:: Source extract ::

Malone, Edmund
In the Philosophical Transactions for 1698, Dr. William Musgrave issued the following report on the Irish giant Edmund Malone:
"The measure of some of the parts of this Irish-man, nineteen years of age, shown at Oxford, were communicated to me by Dr. Plot. He was seven feet six inches high, his finger six inches and three quarters long, the length of his span fourteen inches, of his cubit (the distance from the elbow to the finger-tips) two feet two inches, of his arm three feet two inches and a quarter, from the shoulder to the crown of his head eleven inches and three-quarters."
Earlier, in 1684, the giant appeared before the Court of Charles II. The amazed king walked under his outstretched arm, an event that Malone mentioned thereafter in his handbills, as in the following: "The Gyant; or the Miracle of Nature. Being that so much admired young man, aged nineteen years last June, 1684. Born in Ireland, of such a prodigious height and bigness, and every way proportionable, the like hath not been seen since the memory of man: he hath been several times shown at court, and his majesty was pleased to walk under his arm, and he is grown very much since, he now reaches ten foot and a half, fathoms near eight foot, spans fifteen inches; and is believed to be as big as one of the giants in Guildhall. He is to be seen at the sign of the Catherine Wheell in Southwark fair. Vivat Rex."
McAskill, Angus "Big Boy"
More than a century after his death, Nova Scotians still tell stories about the mighty Scottish giant Angus McAskill. After so many tellings, some of the stories no doubt have become somewhat stretched. But others, even some that seem at first outlandish, have been verified by credible witnesses.

:::

*Parts of the exercise*
**1)** Answer these questions about the text on giants, marking each answer with the same letter as its question:
(a) Who communicated the measurements of the Irish giant to Dr. William Musgrave?
(b) In what year did Edmund Malone appear before the Court of Charles II?
(c) Who still tell stories about Angus McAskill more than a century after his death?
**2)** Summarize the text on giants in two sentences.
**3)** Edit the text on giants by writing out everything from "More than a" down to "by credible witnesses." again, with "witnesses" changed to "observers".

:: Source material ::

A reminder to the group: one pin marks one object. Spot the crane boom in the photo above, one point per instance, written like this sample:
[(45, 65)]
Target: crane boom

:::

*Solution list*
**1)**
(a) Dr. Plot
(b) 1684
(c) Nova Scotians

**2)** In the Philosophical Transactions for 1698, Dr. William Musgrave reported that the Irish giant Edmund Malone, shown at Oxford at nineteen, stood seven feet six inches high, and in 1684 Malone had appeared before the Court of Charles II, who walked under his outstretched arm. More than a century after the death of the Scottish giant Angus McAskill, Nova Scotians still tell stories about him, and credible witnesses have verified some of them.

**3)**
More than a century after his death, Nova Scotians still tell stories about the mighty Scottish giant Angus McAskill. After so many tellings, some of the stories no doubt have become somewhat stretched. But others, even some that seem at first outlandish, have been verified by credible observers.